Brief 1:
From the passage on summer in the beehive, reproduce word for word the stretch that begins at the words "A strong summer" and stops after "the hive weekly.".
Brief 2:
Using the passage on summer in the beehive, decide whether each statement agrees with it. Answer yes or no for each, and quote the exact words that decide it.
(a) The queen laid her first egg in February.
(b) Foragers make fewer than five trips per day.
(c) On a July afternoon, the hive's hum can be heard from twenty feet away.
Brief 3:
According to the passage on summer in the beehive, how many bees cover the brood frames in a strong summer colony?

If spring is the awakening, summer is the triumph. This is what all the preparation was for. This is the season the bees have been building toward since the queen laid her first egg in February. The colony is at peak strength — fifty, sixty, even eighty thousand individuals working in perfect synchrony. The brood nest spans multiple boxes. The foragers work from dawn until dusk, making ten or more trips per day, visiting thousands of flowers, returning with legs heavy with pollen and crops full of nectar.
The hive hums with productivity. Walk past on a July afternoon and you can hear it from twenty feet away — a deep, contented drone that speaks of abundance, of surplus, of a superorganism operating at full capacity.
This is the season of plenty. And it is, paradoxically, a season that requires your vigilance.
A strong summer colony is a magnificent thing. Thirty to forty thousand bees cover the brood frames. Foragers stream in and out of the entrance in an unbroken line. The honey supers — those boxes you added in late spring — are filling with capped honey at a rate that would astonish you if you weighed the hive weekly.

Records supplied:
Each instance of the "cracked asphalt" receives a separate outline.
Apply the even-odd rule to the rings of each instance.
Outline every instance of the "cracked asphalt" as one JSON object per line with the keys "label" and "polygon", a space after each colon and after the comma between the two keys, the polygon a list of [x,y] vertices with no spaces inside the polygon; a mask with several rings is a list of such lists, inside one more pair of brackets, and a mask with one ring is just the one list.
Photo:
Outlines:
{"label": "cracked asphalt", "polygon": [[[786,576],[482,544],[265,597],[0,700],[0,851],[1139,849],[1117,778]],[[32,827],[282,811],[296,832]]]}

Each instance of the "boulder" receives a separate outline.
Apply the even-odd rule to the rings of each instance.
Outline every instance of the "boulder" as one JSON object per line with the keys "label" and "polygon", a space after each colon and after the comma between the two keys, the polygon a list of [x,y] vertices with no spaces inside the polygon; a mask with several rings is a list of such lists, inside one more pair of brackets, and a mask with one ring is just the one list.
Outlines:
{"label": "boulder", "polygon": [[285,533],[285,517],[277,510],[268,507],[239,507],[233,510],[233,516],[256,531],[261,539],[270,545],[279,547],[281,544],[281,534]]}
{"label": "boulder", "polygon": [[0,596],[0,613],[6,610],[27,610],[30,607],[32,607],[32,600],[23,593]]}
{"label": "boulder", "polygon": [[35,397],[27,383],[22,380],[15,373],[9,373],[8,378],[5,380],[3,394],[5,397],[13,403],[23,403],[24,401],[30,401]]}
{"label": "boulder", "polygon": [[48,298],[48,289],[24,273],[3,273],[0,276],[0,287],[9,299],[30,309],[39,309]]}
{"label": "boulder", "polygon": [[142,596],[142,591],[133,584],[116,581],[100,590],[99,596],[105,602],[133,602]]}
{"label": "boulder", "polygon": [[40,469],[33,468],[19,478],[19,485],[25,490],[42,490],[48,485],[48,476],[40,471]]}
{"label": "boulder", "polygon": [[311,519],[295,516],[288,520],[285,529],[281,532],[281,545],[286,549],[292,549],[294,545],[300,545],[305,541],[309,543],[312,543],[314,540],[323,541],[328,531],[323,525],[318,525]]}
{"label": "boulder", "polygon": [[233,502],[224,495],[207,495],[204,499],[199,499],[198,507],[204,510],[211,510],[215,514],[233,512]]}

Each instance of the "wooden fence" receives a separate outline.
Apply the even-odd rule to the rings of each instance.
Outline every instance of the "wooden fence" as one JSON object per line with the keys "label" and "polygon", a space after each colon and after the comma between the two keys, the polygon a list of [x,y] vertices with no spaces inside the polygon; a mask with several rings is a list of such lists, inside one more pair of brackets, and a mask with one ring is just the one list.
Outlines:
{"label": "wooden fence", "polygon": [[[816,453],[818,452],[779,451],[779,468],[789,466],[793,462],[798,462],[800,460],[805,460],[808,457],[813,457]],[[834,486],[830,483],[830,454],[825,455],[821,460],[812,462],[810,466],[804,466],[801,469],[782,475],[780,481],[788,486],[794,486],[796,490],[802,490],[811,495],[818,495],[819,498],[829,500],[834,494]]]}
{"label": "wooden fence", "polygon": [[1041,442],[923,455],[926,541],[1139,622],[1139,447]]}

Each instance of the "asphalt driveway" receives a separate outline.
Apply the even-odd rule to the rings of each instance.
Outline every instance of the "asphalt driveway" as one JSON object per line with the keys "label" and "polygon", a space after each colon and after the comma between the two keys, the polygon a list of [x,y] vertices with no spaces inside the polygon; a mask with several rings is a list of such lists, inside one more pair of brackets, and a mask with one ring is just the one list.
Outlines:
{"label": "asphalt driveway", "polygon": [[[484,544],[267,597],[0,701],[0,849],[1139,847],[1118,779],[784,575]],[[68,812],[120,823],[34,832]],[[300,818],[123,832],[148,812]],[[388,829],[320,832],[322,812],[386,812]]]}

Final result 1:
A strong summer colony is a magnificent thing. Thirty to forty thousand bees cover the brood frames. Foragers stream in and out of the entrance in an unbroken line. The honey supers — those boxes you added in late spring — are filling with capped honey at a rate that would astonish you if you weighed the hive weekly.

Final result 2:
(a) Yes: "since the queen laid her first egg in February"
(b) No: "making ten or more trips per day"
(c) Yes: "Walk past on a July afternoon and you can hear it from twenty feet away"

Final result 3:
Thirty to forty thousand bees.